— Tasks —
(1) Translate this sentence from the album cover thread into Spanish: "Maybe expand the letters apart from each other a little more to make it more legible."
(2) Rewrite the part of the album cover thread that opens with the words "Ross is a great" and closes with "even read it.", putting "lettering" in place of "font".

— Article —

— Begin —

# Best Album Cover for Johann?



## vampiregenocide (Feb 1, 2009)

I am deisgning an album cover for Johann's project 'Beyond The Shades'. I have a few designs, but we can't settle on a final one. It would be great if you guys could vote which one you like best. Thanks 

#1







#2






#3






#4






I personally think #4 is best, but I'd like to know what you guys think. Its pretty basic, but I think its cool.


----------



## Johann (Feb 1, 2009)

Ross is a great designer as you can see! i can't even choose one out of those four! great work man!


----------



## SnowfaLL (Feb 1, 2009)

Its cool but I think the color of the font should be something else.. or make it more popping.. it just blends too much right now where I almost can't even read it.

I voted #3 though.


----------



## Stealthdjentstic (Feb 1, 2009)

I voted for #1. Maybe expand the letters apart from each other a little more to make it more legible.


----------



## Fred (Feb 1, 2009)

Yeah, seriously can't read the red. Otherwise they're all pretty nice, but 1 took my fancy most.


----------



## vampiregenocide (Feb 1, 2009)

Thanks guys yeah there are a couple of image filters over the text, I think I might remove one of them which should make the text clearer.


----------



## Panterica (Feb 2, 2009)

3!!!


----------



## DarkKnight369 (Feb 2, 2009)

The white stuff sticks out like a sore thumb and detracts from the text and overall image. If you are going to use something like that, I would choose a color that blends in more without being as bold.


----------



## Zak1233 (Feb 2, 2009)

as darkknight said i'd choose a colour that blends in more to the BG pic, having red text and black and white patterns over a rusted metal type of texture makes it look quite cheap imo

#3, but change the colour of the text and patterns


----------



## vampiregenocide (Feb 2, 2009)

DarkKnight369 said:


> The white stuff sticks out like a sore thumb and detracts from the text and overall image. If you are going to use something like that, I would choose a color that blends in more without being as bold.

— End —

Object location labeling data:

— Begin —

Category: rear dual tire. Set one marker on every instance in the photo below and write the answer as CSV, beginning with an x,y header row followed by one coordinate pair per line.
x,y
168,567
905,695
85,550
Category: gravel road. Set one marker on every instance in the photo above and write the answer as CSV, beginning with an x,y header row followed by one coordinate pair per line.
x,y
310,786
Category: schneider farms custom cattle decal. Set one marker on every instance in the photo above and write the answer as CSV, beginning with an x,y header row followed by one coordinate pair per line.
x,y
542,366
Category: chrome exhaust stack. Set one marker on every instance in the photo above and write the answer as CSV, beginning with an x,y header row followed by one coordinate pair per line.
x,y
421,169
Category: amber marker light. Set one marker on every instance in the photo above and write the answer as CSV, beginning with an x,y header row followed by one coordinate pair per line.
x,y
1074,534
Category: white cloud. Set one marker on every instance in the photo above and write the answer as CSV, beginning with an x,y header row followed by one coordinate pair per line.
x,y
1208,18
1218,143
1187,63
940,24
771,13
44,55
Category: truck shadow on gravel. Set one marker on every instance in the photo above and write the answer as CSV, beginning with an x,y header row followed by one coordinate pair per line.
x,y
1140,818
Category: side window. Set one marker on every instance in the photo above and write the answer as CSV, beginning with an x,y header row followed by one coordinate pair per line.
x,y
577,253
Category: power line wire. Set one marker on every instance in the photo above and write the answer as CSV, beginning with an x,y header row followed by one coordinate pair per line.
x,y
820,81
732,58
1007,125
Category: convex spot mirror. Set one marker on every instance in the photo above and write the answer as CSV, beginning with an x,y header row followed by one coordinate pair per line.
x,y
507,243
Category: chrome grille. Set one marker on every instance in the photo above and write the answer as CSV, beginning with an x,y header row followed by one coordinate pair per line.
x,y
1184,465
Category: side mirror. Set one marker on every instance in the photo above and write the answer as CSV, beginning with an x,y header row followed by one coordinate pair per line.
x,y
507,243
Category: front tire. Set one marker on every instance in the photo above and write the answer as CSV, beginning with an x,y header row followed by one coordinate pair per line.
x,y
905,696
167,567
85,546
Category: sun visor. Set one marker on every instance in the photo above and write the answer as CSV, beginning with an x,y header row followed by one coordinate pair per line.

— End —

— Solved problems —
(1) Quizás separa un poco más las letras entre sí para que sea más legible.

(2)
Ross is a great designer as you can see! i can't even choose one out of those four! great work man!


----------



## SnowfaLL (Feb 1, 2009)

Its cool but I think the color of the lettering should be something else.. or make it more popping.. it just blends too much right now where I almost can't even read it.